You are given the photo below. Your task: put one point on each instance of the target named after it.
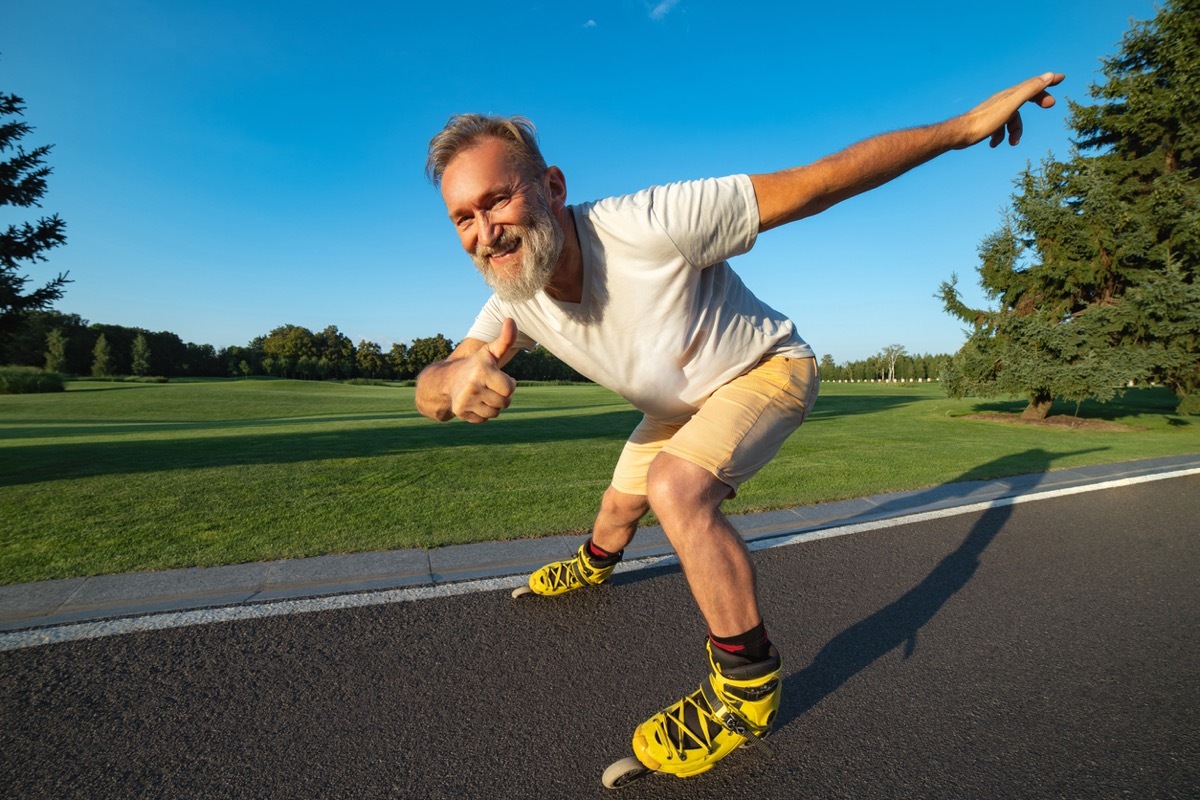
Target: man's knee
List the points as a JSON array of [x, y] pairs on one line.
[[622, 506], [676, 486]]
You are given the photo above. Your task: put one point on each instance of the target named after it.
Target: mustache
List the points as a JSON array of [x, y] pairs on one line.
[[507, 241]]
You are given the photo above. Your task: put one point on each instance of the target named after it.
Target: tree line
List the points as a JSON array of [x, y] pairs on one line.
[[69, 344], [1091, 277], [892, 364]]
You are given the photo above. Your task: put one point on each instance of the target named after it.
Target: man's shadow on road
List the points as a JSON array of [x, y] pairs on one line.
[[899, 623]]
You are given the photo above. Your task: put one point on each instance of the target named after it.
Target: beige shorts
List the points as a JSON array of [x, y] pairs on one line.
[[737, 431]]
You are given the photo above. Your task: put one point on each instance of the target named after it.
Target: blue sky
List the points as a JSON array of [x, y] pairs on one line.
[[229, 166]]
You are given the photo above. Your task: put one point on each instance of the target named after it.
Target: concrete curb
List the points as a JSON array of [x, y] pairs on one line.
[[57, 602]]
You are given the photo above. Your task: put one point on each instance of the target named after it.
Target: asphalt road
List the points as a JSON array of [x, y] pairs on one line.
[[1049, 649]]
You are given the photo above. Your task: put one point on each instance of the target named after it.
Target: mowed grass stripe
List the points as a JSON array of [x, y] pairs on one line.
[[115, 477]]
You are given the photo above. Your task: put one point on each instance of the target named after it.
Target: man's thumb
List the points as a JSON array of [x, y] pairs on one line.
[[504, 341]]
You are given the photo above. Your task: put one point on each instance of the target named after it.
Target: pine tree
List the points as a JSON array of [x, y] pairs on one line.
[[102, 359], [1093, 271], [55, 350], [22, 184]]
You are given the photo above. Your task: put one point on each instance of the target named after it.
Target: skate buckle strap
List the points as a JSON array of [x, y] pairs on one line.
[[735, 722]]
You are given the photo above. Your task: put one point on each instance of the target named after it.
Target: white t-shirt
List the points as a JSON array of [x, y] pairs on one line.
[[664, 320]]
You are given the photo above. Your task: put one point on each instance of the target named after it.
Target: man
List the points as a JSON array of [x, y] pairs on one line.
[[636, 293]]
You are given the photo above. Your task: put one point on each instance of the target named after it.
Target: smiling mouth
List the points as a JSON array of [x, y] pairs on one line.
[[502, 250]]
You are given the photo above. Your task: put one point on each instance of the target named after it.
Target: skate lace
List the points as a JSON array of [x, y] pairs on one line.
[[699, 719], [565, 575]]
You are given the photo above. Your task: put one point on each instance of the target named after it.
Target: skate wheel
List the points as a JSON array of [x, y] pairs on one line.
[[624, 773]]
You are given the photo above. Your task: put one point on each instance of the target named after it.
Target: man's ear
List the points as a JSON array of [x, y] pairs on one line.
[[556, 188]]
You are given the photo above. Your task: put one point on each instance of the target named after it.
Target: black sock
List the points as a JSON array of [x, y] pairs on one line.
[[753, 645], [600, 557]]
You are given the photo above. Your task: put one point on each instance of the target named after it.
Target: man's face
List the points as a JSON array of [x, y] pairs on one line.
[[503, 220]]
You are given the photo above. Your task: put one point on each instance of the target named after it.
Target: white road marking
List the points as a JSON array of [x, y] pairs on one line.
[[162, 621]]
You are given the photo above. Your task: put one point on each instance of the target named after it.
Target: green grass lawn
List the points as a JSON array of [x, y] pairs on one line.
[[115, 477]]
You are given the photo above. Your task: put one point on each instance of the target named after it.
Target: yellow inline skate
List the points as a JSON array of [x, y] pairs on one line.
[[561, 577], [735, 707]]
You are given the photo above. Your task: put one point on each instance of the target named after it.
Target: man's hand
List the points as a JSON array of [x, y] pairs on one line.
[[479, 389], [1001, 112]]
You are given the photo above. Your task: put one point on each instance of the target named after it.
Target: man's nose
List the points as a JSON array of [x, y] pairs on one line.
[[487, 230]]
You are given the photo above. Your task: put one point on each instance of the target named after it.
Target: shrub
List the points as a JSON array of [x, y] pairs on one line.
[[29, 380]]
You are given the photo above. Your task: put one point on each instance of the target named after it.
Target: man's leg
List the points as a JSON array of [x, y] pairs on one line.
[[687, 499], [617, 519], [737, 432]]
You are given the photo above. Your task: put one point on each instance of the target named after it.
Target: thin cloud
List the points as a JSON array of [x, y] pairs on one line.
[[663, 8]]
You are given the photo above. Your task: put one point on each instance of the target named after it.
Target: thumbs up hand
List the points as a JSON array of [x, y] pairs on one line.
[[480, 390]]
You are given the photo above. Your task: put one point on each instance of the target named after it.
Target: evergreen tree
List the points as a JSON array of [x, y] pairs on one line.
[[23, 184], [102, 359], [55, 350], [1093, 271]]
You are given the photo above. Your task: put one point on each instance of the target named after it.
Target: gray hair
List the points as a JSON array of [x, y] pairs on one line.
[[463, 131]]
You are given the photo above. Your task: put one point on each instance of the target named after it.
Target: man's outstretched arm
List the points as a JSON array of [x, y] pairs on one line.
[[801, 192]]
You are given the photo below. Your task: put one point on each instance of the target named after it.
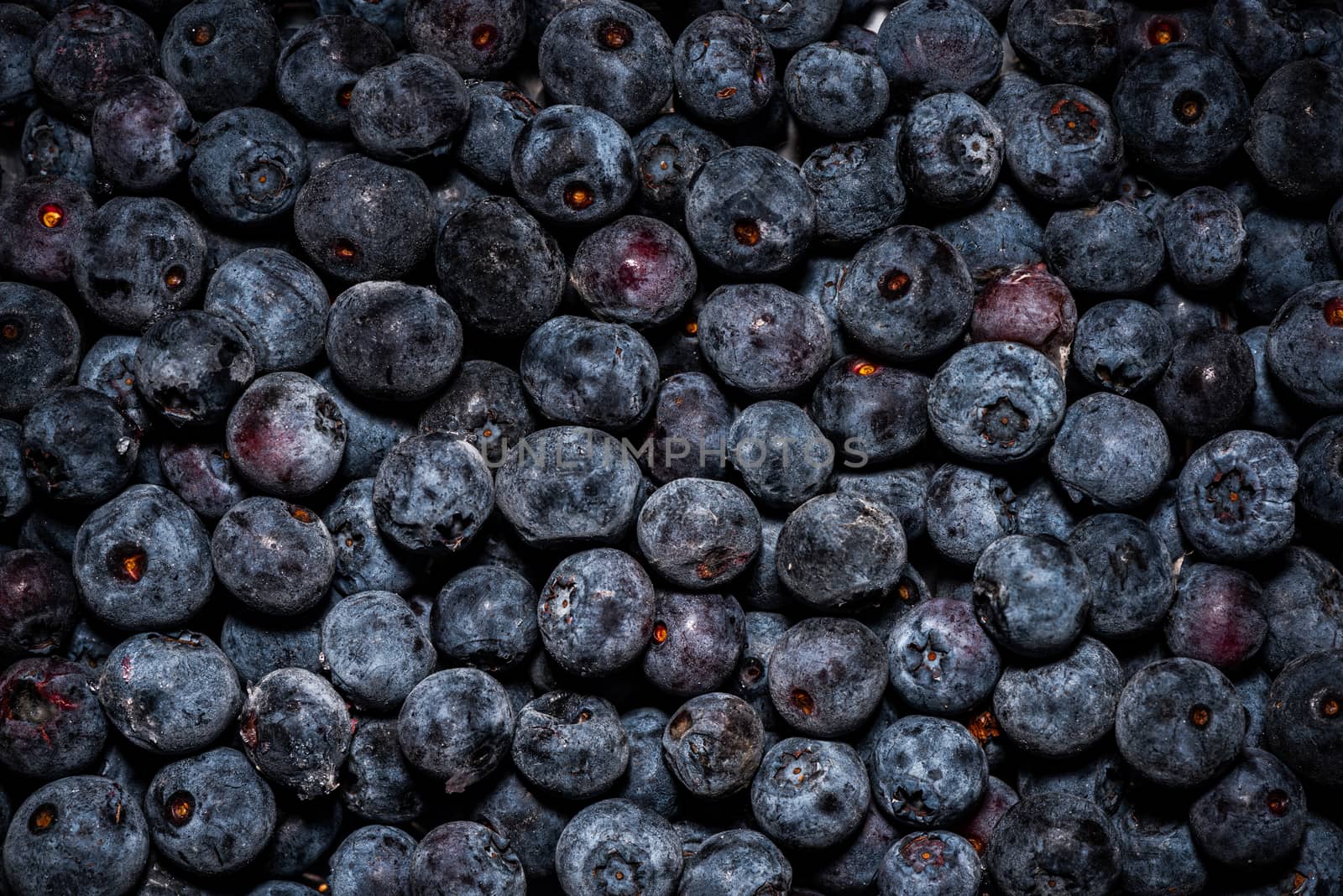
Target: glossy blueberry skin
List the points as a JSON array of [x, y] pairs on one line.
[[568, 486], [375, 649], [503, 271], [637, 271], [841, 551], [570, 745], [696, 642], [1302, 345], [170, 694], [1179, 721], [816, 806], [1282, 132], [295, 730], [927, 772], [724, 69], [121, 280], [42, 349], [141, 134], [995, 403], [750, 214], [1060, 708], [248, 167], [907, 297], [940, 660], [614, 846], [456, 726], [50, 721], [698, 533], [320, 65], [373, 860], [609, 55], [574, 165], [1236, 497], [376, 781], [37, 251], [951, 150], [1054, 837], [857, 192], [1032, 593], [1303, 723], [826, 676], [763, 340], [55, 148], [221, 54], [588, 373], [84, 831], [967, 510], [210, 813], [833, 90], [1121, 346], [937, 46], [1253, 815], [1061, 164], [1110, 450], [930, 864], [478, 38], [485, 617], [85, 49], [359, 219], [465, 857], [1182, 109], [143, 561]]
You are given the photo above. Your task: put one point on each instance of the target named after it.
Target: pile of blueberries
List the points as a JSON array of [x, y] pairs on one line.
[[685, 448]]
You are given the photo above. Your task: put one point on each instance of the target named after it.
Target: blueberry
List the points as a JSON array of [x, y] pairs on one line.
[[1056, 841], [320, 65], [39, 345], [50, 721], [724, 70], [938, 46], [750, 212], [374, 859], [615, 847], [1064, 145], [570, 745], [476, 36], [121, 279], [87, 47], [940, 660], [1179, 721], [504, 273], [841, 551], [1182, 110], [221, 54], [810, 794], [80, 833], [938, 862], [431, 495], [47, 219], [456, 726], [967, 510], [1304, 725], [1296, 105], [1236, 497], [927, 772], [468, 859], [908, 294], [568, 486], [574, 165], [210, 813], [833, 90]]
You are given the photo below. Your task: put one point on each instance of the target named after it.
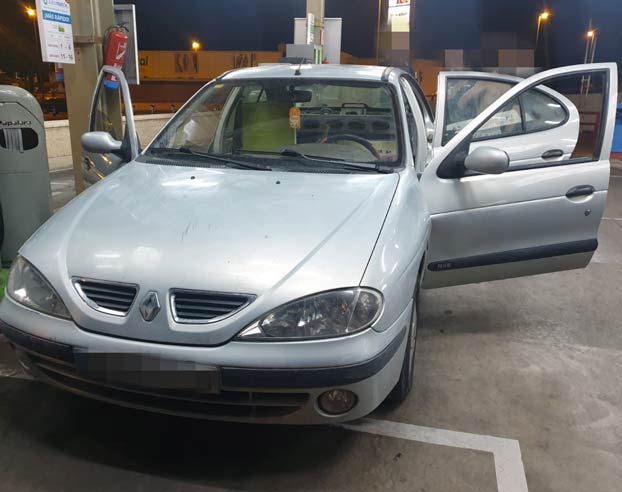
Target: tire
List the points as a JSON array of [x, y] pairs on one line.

•••

**Task to complete**.
Rewrite all the records above, replacing "JSON array" with "JSON list" and leaving everything else unchanged. Leave out the pictures.

**Solution**.
You are given the photo below. Your task: put one point on each instance of the target named after it.
Target: man's knee
List the points as a JSON list of [x, y] pairs on one line.
[[622, 506], [676, 486]]
You are given the photo above. Your task: put one point on each instance of the target named after it.
Target: mustache
List the points as a JSON list of [x, y] pairs on one line.
[[507, 241]]
You are given the photo above. Your task: put one point on each instance of the target named after it.
Target: tree line
List the points as a JSON list of [x, y] pairs on one line.
[[69, 344], [1091, 277], [892, 364]]
You are given the photo above. Your task: put one point on each instance of the target named after it.
Target: man's shadow on road
List the points as a JSON list of [x, y] pairs on one line.
[[899, 623]]
You are given the photo above. Your task: put one point on each instance of the target named after it.
Target: beige shorts
List the points as a JSON list of [x, y] pairs on one line.
[[737, 431]]
You are given the photo above. Your task: put one point on each instance of the target named after it.
Target: blue sky
List the points as a JSON list of [x, y] pairs on one line.
[[229, 166]]
You are given the photo above. Your task: put one point on each instance of the target named after it.
Target: concrete curb
List the points as a JSON list of [x, y] pairs on one line.
[[57, 602]]
You are given the photo above. Your task: put one point on each instance of the target named after it.
Target: asphalt road
List the points as a JSON list of [x, y] pairs on one line.
[[1049, 649]]
You are given the photo above. Your task: put one point on each instance of the target named after it.
Target: mowed grass stripe
List the points as a JSON list of [x, y] pairs on one line.
[[115, 477]]
You are given the photo above. Your task: put one point on each instance of the target named after it.
Target: man's thumb
List the points as a JSON list of [x, y] pairs on one line.
[[504, 341]]
You are given the photo above. Your task: put one point on each instance of the target named after it.
Target: pine tree
List the points as a JSON list of [x, y] pairs on one line.
[[102, 359], [1093, 271], [55, 350], [22, 184]]
You are given the photo above. Your task: put one point on each instance of the target named after it.
Target: skate buckle strap
List the points as a JSON list of [x, y] pairs on one line.
[[735, 722]]
You are given the photo above. Your task: put one point on each instance of the target named after it.
Target: white t-shirt
List the points as a JSON list of [x, y] pairs on one line.
[[664, 320]]
You are given the photo above. Your task: put one point on each instance of the target named after it.
Target: man
List the points as a JSON list of [x, y] pairs on one line.
[[636, 293]]
You are given the photo above. Your task: put one point on each instance of the target named after it.
Target: smiling mouth
List the points as a JSON list of [x, y] pairs on one line.
[[502, 250]]
You are given the photo above. Your task: put one point on each instance of the target named after it.
Target: skate lace
List the points as a JSON list of [x, y] pairs on one line.
[[699, 719], [565, 575]]
You are given the photo above. Your task: put one point on each instance of the target named after it.
Target: skate wheel
List the points as a JSON list of [x, y] pairs on one line.
[[624, 773]]
You are given the photo above. Your task: put one point on each instance of the target named after it.
Target: man's ear
List the points as a JSON list of [x, y] pairs on one line.
[[556, 188]]
You are given the photo above. Your task: put one point on each instance of the target named after it.
Target: black sock
List the points as a JSON list of [x, y] pairs on one line.
[[753, 645], [600, 557]]
You are given the photo above. Your task: put one point on each instance of the target named after it.
Target: man's face
List the points as a JSON list of [x, y] pairs on one line.
[[503, 220]]
You are given the photo above. Your task: put one point on each instance of the target named after it.
Target: white road marking
List the points as a JSON list of [x, y] pairs on one line.
[[162, 621]]
You are given the photo above. Your task: put one point on each instance of the target named after it.
Target: green grass lawn
List the points as a JSON list of [x, y] pairs on one line.
[[115, 477]]
You are given the photo above. Your task: put one point on each instance of the target named after it.
Target: yellow inline skate
List the points as a JSON list of [x, y] pairs on one line.
[[561, 577], [735, 707]]
You are given the photo above. Your task: put one point on each instance of the target named after it.
Target: man's hand
List the points as a JSON list of [x, y] pairs on one line.
[[479, 389], [1001, 112]]
You are given the photo above. Your task: put one point on each instance of the target named after it.
Target: man's nose
List the points as a JSON list of [x, y] pairs on one line.
[[487, 230]]
You are given the photo above. Your task: put one point on each instance of the target named after it.
Target: shrub
List the points as a JSON list of [x, y] pairs on one line.
[[29, 380]]
You are given the photo above. Your task: put one point on each instance of the target named after it.
Target: man's leg
List the points as a JSON list of [x, y] pairs on one line.
[[687, 499], [617, 519], [737, 432]]
You are given the photo above. Your task: put one point on each instance of the target named after it.
Target: thin cloud
List the points as a JSON list of [x, y] pairs on one line.
[[663, 8]]
You are given the photo above. Your task: put one point on each instance of the target named after it.
Target: thumbs up hand
List the points as a JSON list of [x, y] pairs on one line.
[[480, 390]]
You are given the photo above. Your task: put one point on each instance of the target named after it.
Target: evergreen tree
List the points as a JSON list of [x, y] pairs on one line.
[[23, 184], [102, 359], [55, 350], [1093, 271]]
You are given the photo above. Your task: put one point on each instance of the target named after it.
Target: gray hair
List the points as a JSON list of [x, y] pairs on one line.
[[463, 131]]
You are given the photo above. Your task: put one point on each instance of the target named after it.
Target: man's outstretched arm
List the points as a JSON list of [x, y] pairs on one line.
[[801, 192]]
You are given the photo below. Your task: put one point on each instance of the target named after it.
Target: glossy blueberry skin
List the points as a JSON list of [x, y] pairs on one line.
[[568, 486], [375, 649], [503, 271], [637, 271], [841, 551], [570, 745], [696, 642], [1302, 345], [170, 694], [1179, 721], [816, 806], [1282, 132], [295, 730], [927, 772], [724, 69], [121, 280], [42, 349], [141, 134], [995, 403], [750, 214], [1060, 708], [248, 167], [907, 297], [940, 660], [614, 846], [456, 726], [50, 721], [698, 533], [320, 65], [373, 860], [609, 55], [574, 165], [1236, 497], [376, 781], [37, 251], [951, 150], [1054, 837], [857, 192], [1032, 593], [1303, 723], [826, 676], [763, 340], [55, 148], [221, 54], [588, 373], [84, 831], [967, 510], [210, 813], [833, 90], [1121, 346], [937, 46], [1253, 815], [1061, 164], [1110, 450], [930, 864], [478, 38], [485, 617], [85, 49], [359, 219], [465, 857], [1182, 109], [143, 561]]
You are given the photo above. Your task: put one point on each instance of the target named after it.
Target: pile of blueberries
List the points as a JSON list of [x, y] pairs on one line.
[[685, 448]]
You are given the photo above. Your task: put one point on each instance of the target named after it.
Target: blueberry
List the points as a JSON list of [x, y] pairs on one line.
[[1056, 841], [320, 65], [39, 345], [50, 721], [724, 70], [938, 46], [750, 212], [374, 859], [615, 847], [1064, 145], [570, 745], [476, 36], [121, 279], [87, 47], [940, 660], [1179, 721], [504, 273], [841, 551], [1182, 110], [221, 54], [810, 794], [80, 833], [938, 862], [431, 495], [47, 219], [456, 726], [967, 510], [1304, 725], [1296, 105], [1236, 497], [927, 772], [468, 859], [908, 294], [568, 486], [574, 165], [210, 813], [833, 90]]
You are given the photo below. Your task: put one point on each instance of the target named after it.
Target: tire
List the points as a JSON list of [x, y] pairs on one line.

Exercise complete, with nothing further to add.